Your assignment ->
Pictures should be left out while the data beneath this task is written out word for word.

Supplied records ->
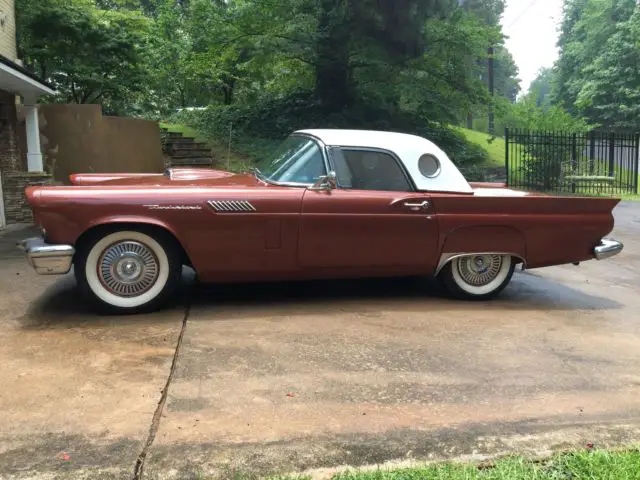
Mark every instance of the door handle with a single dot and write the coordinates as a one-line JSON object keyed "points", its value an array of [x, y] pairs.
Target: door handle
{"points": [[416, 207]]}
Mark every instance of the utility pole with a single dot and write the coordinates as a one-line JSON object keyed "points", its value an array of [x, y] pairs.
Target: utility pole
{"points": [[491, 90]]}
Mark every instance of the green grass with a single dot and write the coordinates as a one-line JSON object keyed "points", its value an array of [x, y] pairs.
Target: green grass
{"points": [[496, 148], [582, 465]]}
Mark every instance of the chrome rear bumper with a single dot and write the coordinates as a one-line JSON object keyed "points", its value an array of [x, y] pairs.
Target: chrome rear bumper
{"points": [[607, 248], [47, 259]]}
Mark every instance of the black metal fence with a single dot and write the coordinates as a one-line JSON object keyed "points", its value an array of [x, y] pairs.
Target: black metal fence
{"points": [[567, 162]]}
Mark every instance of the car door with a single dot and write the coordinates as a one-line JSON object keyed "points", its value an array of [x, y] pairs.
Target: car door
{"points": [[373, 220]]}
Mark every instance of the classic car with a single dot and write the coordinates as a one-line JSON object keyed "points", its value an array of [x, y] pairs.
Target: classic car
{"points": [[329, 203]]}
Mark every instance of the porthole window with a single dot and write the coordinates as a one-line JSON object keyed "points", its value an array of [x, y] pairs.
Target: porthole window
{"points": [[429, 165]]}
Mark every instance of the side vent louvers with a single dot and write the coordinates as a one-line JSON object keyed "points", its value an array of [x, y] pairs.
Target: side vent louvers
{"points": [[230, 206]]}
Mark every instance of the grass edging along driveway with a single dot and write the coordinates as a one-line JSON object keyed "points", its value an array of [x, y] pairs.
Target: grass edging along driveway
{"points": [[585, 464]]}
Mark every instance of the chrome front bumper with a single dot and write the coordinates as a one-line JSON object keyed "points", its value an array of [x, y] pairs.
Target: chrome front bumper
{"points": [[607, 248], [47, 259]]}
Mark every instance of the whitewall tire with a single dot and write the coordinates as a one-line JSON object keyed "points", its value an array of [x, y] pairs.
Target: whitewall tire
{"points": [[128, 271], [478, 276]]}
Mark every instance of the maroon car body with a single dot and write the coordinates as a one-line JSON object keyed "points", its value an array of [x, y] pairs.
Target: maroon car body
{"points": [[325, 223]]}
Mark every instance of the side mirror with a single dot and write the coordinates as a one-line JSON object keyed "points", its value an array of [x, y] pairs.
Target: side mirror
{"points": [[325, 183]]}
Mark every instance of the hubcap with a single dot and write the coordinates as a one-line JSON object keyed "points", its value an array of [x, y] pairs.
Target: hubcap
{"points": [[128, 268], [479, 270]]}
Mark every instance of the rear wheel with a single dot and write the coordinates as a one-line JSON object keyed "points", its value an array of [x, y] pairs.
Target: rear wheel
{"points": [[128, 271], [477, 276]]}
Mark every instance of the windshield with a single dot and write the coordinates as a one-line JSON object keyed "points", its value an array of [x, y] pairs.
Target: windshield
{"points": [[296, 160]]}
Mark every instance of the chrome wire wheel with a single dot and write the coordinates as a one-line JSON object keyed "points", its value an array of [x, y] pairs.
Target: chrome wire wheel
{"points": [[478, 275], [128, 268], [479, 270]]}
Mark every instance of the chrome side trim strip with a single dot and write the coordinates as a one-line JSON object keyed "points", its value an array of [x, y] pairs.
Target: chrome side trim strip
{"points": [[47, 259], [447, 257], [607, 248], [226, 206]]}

Finished task ->
Mark every instance of the door handle with a single dot and write the coordinates as a one-line JSON object keyed "points", its value an array of [x, y] pairs.
Target: door handle
{"points": [[416, 207]]}
Mark every instance of the utility pole with a single dot and write the coordinates as a one-line JSON object keyed "points", its value an array of [x, y] pairs.
Target: utility pole
{"points": [[491, 90]]}
Mark every instance of the green grass with a single dot and write the coordinates as a one-line JSON object keyed "points", its value an array of [x, y] pairs.
Target: green grass
{"points": [[496, 148], [582, 465]]}
Mark every instance of the chrome rear bumper with a single dot and write the coordinates as a one-line JSON object keyed "points", its value an array of [x, y] pairs.
Target: chrome rear bumper
{"points": [[607, 248], [47, 259]]}
Mark every instance of the black metal fence with a single dot and write the coordinates as a one-line JSON object keyed "points", its value an array of [x, y] pairs.
Target: black metal fence
{"points": [[567, 162]]}
Mark every instance of the car door with a single dot and write the coordinates as a one-line JSON object keyed "points", its value an array of [x, y] pairs.
Target: car door
{"points": [[373, 220]]}
Mark every instance of the classic car with a single dot and write the coordinates as a one-line JSON object keyed "points", its value an array of [x, y] pairs.
Target: classic car
{"points": [[329, 203]]}
Mark every instance of the porthole window with a single dot and write the coordinates as a one-line JSON object keyed "points", its value an array of [x, y] pairs.
Target: porthole window
{"points": [[429, 165]]}
Mark every instance of the side vent louvers with a single dot and write the coordinates as a one-line JSON object keyed "points", its value an array of [x, y] pairs.
Target: side vent louvers
{"points": [[230, 206]]}
Mark every instance of the grass edging along driveway with a single dot and write the coordinates as a one-line JSON object keyed "points", its value an array of [x, y] pairs.
Target: grass edging along driveway
{"points": [[585, 464]]}
Mark every instance of the chrome front bumper with a single dot and write the coordinates as a one-line JSON object keyed "points", its value an array of [x, y] pairs.
Target: chrome front bumper
{"points": [[607, 248], [47, 259]]}
Mark every instance of the whitewall tire with a single dot and write the coordinates as a one-line JSON object keyed "points", its value an array of [x, y] pairs.
Target: whitewall tire
{"points": [[128, 271], [478, 276]]}
Mark every instance of the maroon car body with a single dot and write the coordinates as a one-line JSON object keyed "points", its value an array of [x, y] pairs.
Target: maroon car body
{"points": [[325, 223]]}
Mark every instance of the side mirror with a single dot and write the coordinates as a one-line JSON object keyed "points", its value an array of [x, y] pairs.
Target: side mirror
{"points": [[325, 183]]}
Mark every instance of the hubcap with a single dot and write the coordinates as a one-line JSON object keyed "points", its value an array of [x, y] pairs.
Target: hubcap
{"points": [[128, 268], [479, 270]]}
Mark every instance of the rear wheel with a single dot and write the coordinates as a one-line JSON object keyed "points", its value an array of [x, y] pairs.
Target: rear wheel
{"points": [[128, 271], [477, 276]]}
Mark every instance of the windshield with a single dot and write the coordinates as a one-line JSON object keyed "points", its value an array of [x, y] pairs.
Target: windshield
{"points": [[296, 160]]}
Mark every instance of the chrome wire wheel with a single dot and write the coordinates as a one-line JSON object keyed "points", its value an array of [x, y] pairs.
Target: chrome wire wheel
{"points": [[478, 275], [128, 268], [479, 270]]}
Mark every instance of the chrome side trim strip with a single dot and write the coordinates as a one-line JSON object keyed "points", its value an array of [x, y] pairs.
Target: chrome side trim strip
{"points": [[47, 259], [447, 257], [607, 248], [226, 206]]}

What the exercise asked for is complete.